> WHAT TO DO
Write out the complete data exactly as written.

> EXTRACTED ENTRIES
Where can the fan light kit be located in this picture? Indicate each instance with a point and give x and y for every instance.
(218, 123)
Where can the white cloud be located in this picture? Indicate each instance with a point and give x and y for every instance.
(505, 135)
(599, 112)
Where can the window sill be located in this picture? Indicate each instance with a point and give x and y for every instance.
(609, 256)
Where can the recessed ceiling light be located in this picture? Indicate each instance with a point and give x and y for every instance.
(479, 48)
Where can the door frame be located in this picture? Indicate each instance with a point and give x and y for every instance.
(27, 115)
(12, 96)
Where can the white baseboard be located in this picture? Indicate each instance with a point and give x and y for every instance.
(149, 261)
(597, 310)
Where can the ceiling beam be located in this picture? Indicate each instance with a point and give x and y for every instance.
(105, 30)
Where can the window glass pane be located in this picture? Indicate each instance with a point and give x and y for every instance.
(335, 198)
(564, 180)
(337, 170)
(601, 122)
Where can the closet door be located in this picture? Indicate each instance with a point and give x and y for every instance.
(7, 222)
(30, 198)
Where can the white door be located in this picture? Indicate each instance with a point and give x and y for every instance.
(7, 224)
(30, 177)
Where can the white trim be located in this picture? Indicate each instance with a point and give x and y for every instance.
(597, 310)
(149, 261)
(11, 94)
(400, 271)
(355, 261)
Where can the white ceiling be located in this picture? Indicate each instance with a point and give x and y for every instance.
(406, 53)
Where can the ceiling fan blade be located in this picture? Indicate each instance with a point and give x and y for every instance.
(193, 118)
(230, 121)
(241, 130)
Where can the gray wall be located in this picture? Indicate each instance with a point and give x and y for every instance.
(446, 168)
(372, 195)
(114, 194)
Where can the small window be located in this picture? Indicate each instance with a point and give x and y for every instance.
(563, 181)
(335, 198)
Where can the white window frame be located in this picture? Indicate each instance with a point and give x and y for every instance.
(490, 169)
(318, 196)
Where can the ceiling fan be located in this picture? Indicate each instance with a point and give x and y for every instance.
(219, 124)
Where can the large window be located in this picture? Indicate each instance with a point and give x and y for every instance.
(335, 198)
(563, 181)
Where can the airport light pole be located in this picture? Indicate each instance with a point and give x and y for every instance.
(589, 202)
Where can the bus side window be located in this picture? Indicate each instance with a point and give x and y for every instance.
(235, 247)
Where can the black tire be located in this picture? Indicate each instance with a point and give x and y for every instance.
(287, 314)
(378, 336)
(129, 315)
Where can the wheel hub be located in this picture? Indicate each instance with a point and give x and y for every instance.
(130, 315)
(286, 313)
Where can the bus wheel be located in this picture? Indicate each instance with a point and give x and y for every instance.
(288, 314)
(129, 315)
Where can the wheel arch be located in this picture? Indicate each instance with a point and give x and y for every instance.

> ANSWER TO THIS TASK
Where can the fan light kit be located in this picture? Indicate each instance with a point and give x and y for every instance.
(218, 123)
Where can the white cloud be located in this picture? Indicate each instance with a point and give x and y for every instance.
(505, 135)
(599, 112)
Where can the window sill be located in this picture? Indicate each instance with a point and give x and y for every instance.
(609, 256)
Where can the recessed ceiling light be located in this picture? Indicate each instance with a point and give x and y for every instance.
(479, 48)
Where can the door frame be located in this picture? Indicate each instance with a point and give x and y for every instance.
(27, 115)
(12, 96)
Where can the white baseboard be located in this picture? Indicate each instance with a point and give x and y for every instance.
(149, 261)
(597, 310)
Where can the ceiling beam be located in this picture? Indicate each instance with a point and give x and y for every instance.
(105, 30)
Where can the window glass pane be located in this picture? Indicate each instance with a point and give x and y for every instance.
(335, 198)
(564, 180)
(337, 170)
(601, 122)
Where can the closet door be located in this picture? Indicate each instance with a point and give x and y for every instance.
(7, 222)
(30, 198)
Where can the white door be located in this picture? Indicate each instance with a point and give x and y for every instance.
(7, 224)
(30, 177)
Where can the white trim be located in this picture? Indicate each instance with a point and give x and y for every instance.
(597, 310)
(149, 261)
(11, 94)
(400, 271)
(355, 261)
Where can the white ceiling be located in this picture? Indicate each instance with a point and give x and y for every instance.
(406, 53)
Where can the ceiling fan blade be located in this picture? Indicate each instance with a point and give x and y for every instance.
(193, 118)
(230, 121)
(241, 130)
Where can the gray wall be located in this picture? Indicate each instance with a point and give x and y for every instance.
(446, 168)
(372, 195)
(114, 194)
Where can the small window be located in this picture? Indicate each instance with a point and give x and y for every instance.
(563, 181)
(335, 198)
Where can the white window frame be located in this picture? Indicate each instance with a point and give x and y for every instance.
(490, 169)
(318, 196)
Where can the ceiling fan be located in this picture? Indicate each instance with a point and give x and y for every instance.
(219, 124)
Where can the large window be located in this picture? Indicate each instance with a point and give x and y for every instance.
(335, 198)
(563, 181)
Where can the airport light pole be located in this picture? Indicate each instance with a point and give x and y for every instance.
(589, 202)
Where can the bus side window be located in this picture? Indicate each instance with a point and give x and y for every instance.
(235, 247)
Where can the black tire be located in this picture? Indicate each instance with a point and give x and y for every instance.
(287, 314)
(378, 336)
(129, 315)
Where can the wheel hub be located in this picture? Indicate each instance with a point and give x and y for every instance.
(130, 315)
(286, 313)
Where can the bus wheel be located in this picture? Indicate each instance with a point and give x and y for every instance.
(288, 314)
(129, 315)
Where can the wheel arch be located in this picture? Indicate each instance with a point and give x and y for every instance.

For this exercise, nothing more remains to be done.